Exercise instructions —
Repeat the records in full and exactly, omitting pictures.

Input data —
------------------------
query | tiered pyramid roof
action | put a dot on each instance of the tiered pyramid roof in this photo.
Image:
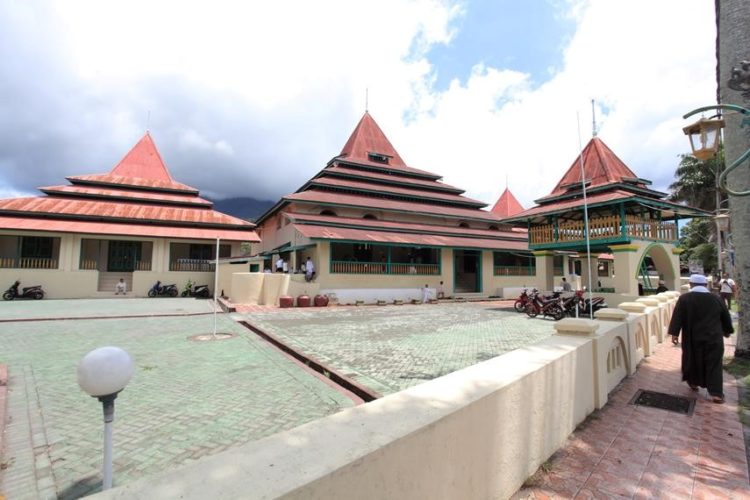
(370, 175)
(137, 197)
(607, 181)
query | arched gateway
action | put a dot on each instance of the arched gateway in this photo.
(624, 219)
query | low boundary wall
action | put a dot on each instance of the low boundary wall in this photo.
(475, 433)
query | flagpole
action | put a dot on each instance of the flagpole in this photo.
(216, 284)
(585, 217)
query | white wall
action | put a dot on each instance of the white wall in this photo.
(475, 433)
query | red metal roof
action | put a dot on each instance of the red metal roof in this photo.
(369, 224)
(368, 138)
(507, 205)
(348, 234)
(112, 209)
(574, 203)
(125, 194)
(126, 229)
(400, 179)
(600, 167)
(398, 191)
(366, 202)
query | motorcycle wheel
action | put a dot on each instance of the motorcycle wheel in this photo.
(531, 311)
(556, 312)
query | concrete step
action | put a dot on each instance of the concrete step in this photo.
(108, 281)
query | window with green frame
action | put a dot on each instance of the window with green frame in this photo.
(37, 247)
(513, 264)
(367, 258)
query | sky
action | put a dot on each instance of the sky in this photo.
(254, 98)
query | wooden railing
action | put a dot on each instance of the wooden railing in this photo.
(143, 265)
(515, 271)
(608, 227)
(192, 265)
(89, 264)
(28, 263)
(347, 267)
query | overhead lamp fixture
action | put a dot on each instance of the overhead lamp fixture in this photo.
(704, 137)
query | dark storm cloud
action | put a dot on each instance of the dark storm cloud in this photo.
(53, 124)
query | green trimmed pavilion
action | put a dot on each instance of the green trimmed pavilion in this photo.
(626, 218)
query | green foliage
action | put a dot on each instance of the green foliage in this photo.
(695, 185)
(695, 182)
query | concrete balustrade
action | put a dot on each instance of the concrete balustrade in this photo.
(475, 433)
(653, 315)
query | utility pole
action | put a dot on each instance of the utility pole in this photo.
(733, 47)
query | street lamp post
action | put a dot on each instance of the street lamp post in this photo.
(103, 373)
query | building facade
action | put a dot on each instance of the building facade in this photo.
(378, 229)
(134, 223)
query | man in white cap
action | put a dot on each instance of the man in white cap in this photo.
(704, 320)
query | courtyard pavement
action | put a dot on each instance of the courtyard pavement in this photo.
(189, 399)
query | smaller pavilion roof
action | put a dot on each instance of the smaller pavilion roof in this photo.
(368, 140)
(601, 166)
(506, 205)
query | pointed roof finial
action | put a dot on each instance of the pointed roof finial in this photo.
(593, 119)
(143, 161)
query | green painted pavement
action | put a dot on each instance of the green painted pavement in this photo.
(187, 399)
(391, 348)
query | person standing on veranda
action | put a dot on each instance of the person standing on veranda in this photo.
(727, 289)
(703, 320)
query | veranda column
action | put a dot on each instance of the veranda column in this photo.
(626, 264)
(545, 273)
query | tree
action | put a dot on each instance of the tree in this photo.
(695, 239)
(733, 47)
(696, 182)
(696, 185)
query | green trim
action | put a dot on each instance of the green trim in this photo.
(543, 253)
(623, 248)
(580, 243)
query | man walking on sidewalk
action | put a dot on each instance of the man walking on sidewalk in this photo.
(704, 320)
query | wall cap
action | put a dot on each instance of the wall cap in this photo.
(648, 301)
(632, 306)
(611, 313)
(576, 326)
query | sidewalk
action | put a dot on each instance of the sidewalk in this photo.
(627, 451)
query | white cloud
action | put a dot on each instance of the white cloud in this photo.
(646, 63)
(266, 92)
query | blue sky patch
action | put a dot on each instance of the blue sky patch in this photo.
(507, 34)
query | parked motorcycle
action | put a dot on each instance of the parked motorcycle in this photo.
(523, 300)
(584, 305)
(546, 306)
(164, 290)
(196, 291)
(31, 292)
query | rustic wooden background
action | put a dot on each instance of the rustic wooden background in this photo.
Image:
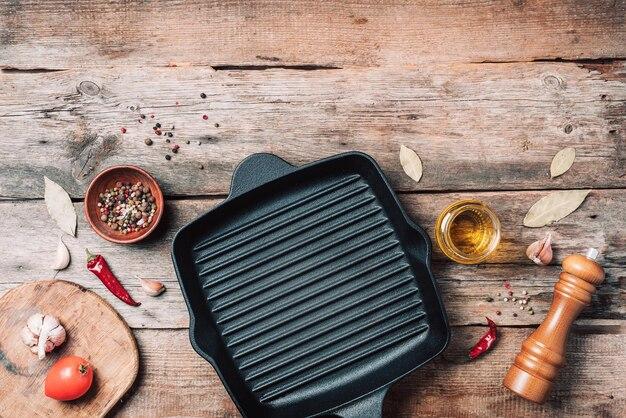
(485, 91)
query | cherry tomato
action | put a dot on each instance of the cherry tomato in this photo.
(68, 379)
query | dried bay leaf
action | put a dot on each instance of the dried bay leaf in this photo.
(60, 207)
(411, 163)
(562, 161)
(554, 206)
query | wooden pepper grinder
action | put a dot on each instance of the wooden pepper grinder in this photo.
(543, 353)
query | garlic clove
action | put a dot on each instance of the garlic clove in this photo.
(540, 252)
(48, 347)
(49, 323)
(57, 335)
(151, 287)
(28, 337)
(34, 323)
(62, 257)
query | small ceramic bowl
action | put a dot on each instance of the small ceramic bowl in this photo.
(106, 180)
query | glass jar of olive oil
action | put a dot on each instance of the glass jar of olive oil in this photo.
(467, 231)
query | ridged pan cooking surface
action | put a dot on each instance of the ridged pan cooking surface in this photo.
(308, 288)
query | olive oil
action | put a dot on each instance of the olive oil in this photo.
(467, 231)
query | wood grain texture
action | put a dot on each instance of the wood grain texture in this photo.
(60, 34)
(176, 381)
(33, 238)
(475, 127)
(94, 331)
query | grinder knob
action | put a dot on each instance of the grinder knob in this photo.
(542, 355)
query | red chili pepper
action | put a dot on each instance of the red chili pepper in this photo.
(98, 266)
(485, 342)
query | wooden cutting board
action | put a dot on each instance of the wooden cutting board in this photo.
(95, 331)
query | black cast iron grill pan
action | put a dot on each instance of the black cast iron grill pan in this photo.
(309, 289)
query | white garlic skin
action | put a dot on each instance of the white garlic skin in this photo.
(151, 287)
(540, 252)
(62, 257)
(43, 333)
(28, 337)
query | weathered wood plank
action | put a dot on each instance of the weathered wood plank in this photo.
(176, 381)
(480, 127)
(29, 239)
(59, 34)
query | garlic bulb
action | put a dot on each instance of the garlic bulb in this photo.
(62, 258)
(540, 252)
(151, 287)
(42, 334)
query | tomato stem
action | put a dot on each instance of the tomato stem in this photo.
(82, 369)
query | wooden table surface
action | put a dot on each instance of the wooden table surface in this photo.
(485, 91)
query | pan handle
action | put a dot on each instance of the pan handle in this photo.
(370, 405)
(258, 169)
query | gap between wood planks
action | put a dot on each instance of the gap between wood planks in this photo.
(177, 197)
(325, 67)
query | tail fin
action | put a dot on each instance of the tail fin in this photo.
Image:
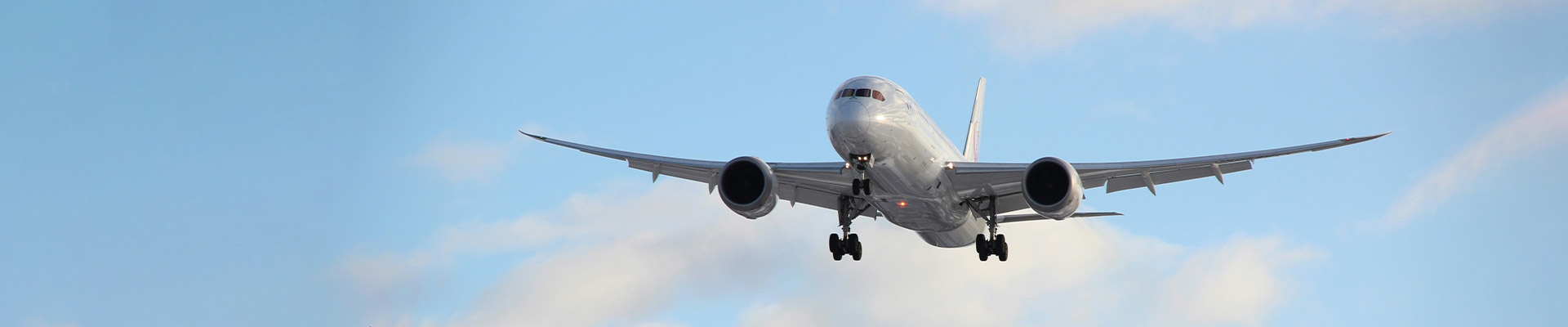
(974, 123)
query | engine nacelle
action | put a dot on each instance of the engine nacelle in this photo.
(746, 186)
(1053, 187)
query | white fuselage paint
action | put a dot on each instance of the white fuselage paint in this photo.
(910, 155)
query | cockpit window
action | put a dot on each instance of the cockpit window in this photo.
(862, 93)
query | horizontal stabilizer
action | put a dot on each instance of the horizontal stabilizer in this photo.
(1026, 217)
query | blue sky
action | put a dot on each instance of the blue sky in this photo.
(356, 164)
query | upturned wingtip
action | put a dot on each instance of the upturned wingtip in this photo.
(530, 136)
(1368, 137)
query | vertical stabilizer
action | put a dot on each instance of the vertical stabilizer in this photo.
(973, 141)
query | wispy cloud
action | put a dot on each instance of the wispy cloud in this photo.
(465, 161)
(627, 263)
(1540, 126)
(1027, 25)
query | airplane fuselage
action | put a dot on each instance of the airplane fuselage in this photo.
(908, 156)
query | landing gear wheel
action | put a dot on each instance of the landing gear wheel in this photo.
(1000, 245)
(982, 247)
(853, 245)
(836, 247)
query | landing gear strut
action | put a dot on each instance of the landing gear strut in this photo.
(850, 244)
(862, 186)
(985, 208)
------------------------
Answer for the task —
query | tiered pyramid roof
action | put a dot on each instance of the tiered pyramid roof in this photo.
Image:
(370, 175)
(137, 197)
(607, 181)
query | arched gateway
action | put a dot on each instance of the arched gateway in this photo.
(624, 219)
query | low boundary wall
action | put a dot on each instance of the low boundary wall in this photo.
(475, 433)
query | flagpole
action | put a dot on each instance of the flagpole in this photo.
(216, 284)
(585, 217)
query | white wall
action | put a dot on each instance of the white wall in this photo.
(475, 433)
query | red metal roof
action | put a dot on each instance of the red metal roof in this photo.
(369, 224)
(368, 138)
(507, 205)
(348, 234)
(112, 209)
(574, 203)
(125, 194)
(126, 229)
(400, 179)
(600, 167)
(398, 191)
(366, 202)
query | motorcycle wheel
action | put a dot on each instance of the motorcycle wheel in this photo.
(531, 311)
(556, 312)
query | concrete step
action | put a dot on each instance of the concrete step in this photo.
(108, 281)
query | window with green frame
action | put a dot on each instance of the window with green frame in this photo.
(37, 247)
(513, 264)
(367, 258)
query | sky
action | put a dot on each instance of the sky in this photo.
(254, 98)
query | wooden railing
action | put a dot on each instance of the wooden railing in this photo.
(143, 265)
(515, 271)
(608, 227)
(192, 265)
(89, 264)
(28, 263)
(347, 267)
query | overhead lamp fixture
action | put a dot on each instance of the overhead lamp fixture in this photo.
(704, 137)
query | dark storm cloud
action | put a dot on each instance of the dark storm cloud in this photo.
(53, 124)
query | green trimmed pavilion
action | put a dot on each instance of the green trimmed pavilion in this photo.
(626, 218)
query | green foliage
action | put a dot on each instance of the green foliage in this photo.
(695, 185)
(695, 182)
query | concrete balustrade
action | put a dot on each instance of the concrete balustrade in this photo.
(475, 433)
(653, 315)
query | utility pole
action | put a dot on each instance of the utility pole in this photo.
(733, 47)
query | street lamp post
action | put a dot on each instance of the street lamp post in this photo.
(103, 373)
query | building facade
action | put a dot on each instance of the building facade in this photo.
(378, 229)
(134, 223)
query | man in white cap
action | put a dot on each instance of the man in white cap in this photo.
(704, 320)
query | courtyard pavement
action | put a dot on each instance of the courtyard pavement in this photo.
(189, 399)
query | smaller pavilion roof
action | put a dot on each instance of the smaller pavilion roof in this photo.
(368, 140)
(601, 166)
(506, 205)
query | pointed roof finial
action | put a dot on each instance of the pointed roof finial in this photo.
(593, 119)
(143, 161)
query | green painted pavement
action | put a dot on each instance of the green painted pavement in this photo.
(187, 399)
(391, 348)
query | person standing on veranda
action | put a dot on each instance of the person standing on veranda in this photo.
(727, 289)
(703, 320)
query | veranda column
action | put a dot on each instance of the veranda column in this photo.
(626, 264)
(545, 273)
query | tree
action | put a dot on each instance of the tree in this photo.
(695, 239)
(733, 47)
(696, 182)
(696, 185)
query | green trim
action | put a dot on each instance of the green trim in this photo.
(543, 253)
(623, 248)
(580, 243)
query | man walking on sidewalk
action | put a dot on each instance of the man walking on sidewalk in this photo.
(704, 320)
query | wall cap
action | put a dot on each instance of the wall cap in this photo.
(648, 301)
(632, 306)
(611, 313)
(576, 326)
query | sidewalk
action | put a dot on each instance of the sidewalk in this photo.
(627, 451)
query | white cloud
action | put a dot on each instance of the white cloud in this photo.
(646, 63)
(266, 92)
query | blue sky patch
action | put a dot on each instance of the blue sky patch in this photo.
(507, 34)
query | parked motorcycle
action | put a dot on each instance of the parked motorcycle in this photo.
(523, 300)
(584, 305)
(546, 306)
(164, 290)
(196, 291)
(31, 292)
query | rustic wooden background
action | put a dot on each instance of the rustic wooden background in this photo.
Image:
(485, 91)
query | cherry tomato
action | put a dot on each instance of the cherry tomato in this photo.
(68, 379)
query | dried bay leaf
action | put a dot on each instance of the dried bay leaf in this photo.
(60, 207)
(411, 163)
(562, 161)
(554, 206)
query | wooden pepper grinder
action | put a dot on each instance of the wooden pepper grinder in this photo.
(543, 353)
query | garlic clove
action | put a dot on each instance of the garlic clove in this photo.
(540, 252)
(48, 347)
(49, 323)
(57, 335)
(151, 287)
(28, 337)
(34, 323)
(62, 257)
query | small ceramic bowl
action | put a dot on each instance of the small ceramic bowl in this photo.
(106, 180)
query | glass jar of olive oil
action | put a dot on each instance of the glass jar of olive oil in this photo.
(467, 231)
query | ridged pan cooking surface
action | put a dot on each instance of the ridged pan cooking surface in this photo.
(308, 288)
query | olive oil
action | put a dot on each instance of the olive oil in this photo.
(467, 231)
query | wood grain texture
action | put a dot on each instance of the wood grain texture in this photo.
(60, 34)
(176, 381)
(33, 238)
(475, 127)
(94, 331)
query | grinder knob
action | put a dot on each instance of the grinder knob in this photo.
(542, 355)
query | red chili pepper
action | put a dot on each instance of the red chili pepper in this photo.
(98, 266)
(485, 342)
query | wooden cutting board
action | put a dot on each instance of the wooden cutting board in this photo.
(95, 331)
query | black cast iron grill pan
action | put a dot on each instance of the black cast iron grill pan in this photo.
(309, 289)
query | white garlic skin
action | put a dot on each instance of the white garlic skin in this photo.
(151, 287)
(540, 252)
(62, 257)
(43, 333)
(28, 337)
query | weathered wood plank
action | put a dot on each instance of the weathered wood plank in this photo.
(176, 381)
(480, 127)
(29, 239)
(59, 34)
query | garlic bulb
action | put a dot on each instance of the garlic bulb in this photo.
(62, 258)
(540, 252)
(151, 287)
(42, 334)
query | tomato stem
action | put a dot on each instance of the tomato stem in this photo.
(82, 369)
query | wooden table surface
action | put a dot on each instance of the wooden table surface in this photo.
(485, 91)
query | pan handle
action | put a dot on each instance of the pan handle in this photo.
(370, 405)
(258, 169)
query | gap between wood planks
action | put a dot on each instance of the gap between wood planks in this photo.
(177, 197)
(325, 67)
query | tail fin
action | put a dot on each instance of the tail fin in this photo.
Image:
(974, 123)
query | engine nacelle
action | put a dot on each instance of the engine nacelle in this photo.
(746, 186)
(1053, 187)
query | white fuselage paint
action | put a dot on each instance of the white fuselage paint in this photo.
(910, 155)
query | cockpit window
action | put a dot on each instance of the cockpit window in this photo.
(862, 93)
query | horizontal stabilizer
action | put a dot on each instance of the horizontal stabilizer in this photo.
(1026, 217)
query | blue sky
action | put a dot on each instance of the blue sky in this photo.
(356, 164)
query | upturned wingtip
action | put a dot on each instance of the upturned wingtip in this photo.
(530, 136)
(1368, 137)
query | vertical stabilizer
action | put a dot on each instance of the vertical stabilizer in this photo.
(973, 141)
query | wispy cloud
action | put a dot on each instance of the wispy cloud in this photo.
(465, 161)
(627, 263)
(1540, 126)
(1027, 25)
query | airplane fuselage
action | put a dot on each instance of the airplane fuselage in this photo.
(908, 156)
query | landing gear wheel
action | put a dot on each instance of the landing gear wheel in this photo.
(1000, 245)
(982, 247)
(853, 245)
(836, 247)
query | landing gear strut
action | put a dot on each instance of the landing gear strut in this photo.
(850, 244)
(862, 186)
(985, 208)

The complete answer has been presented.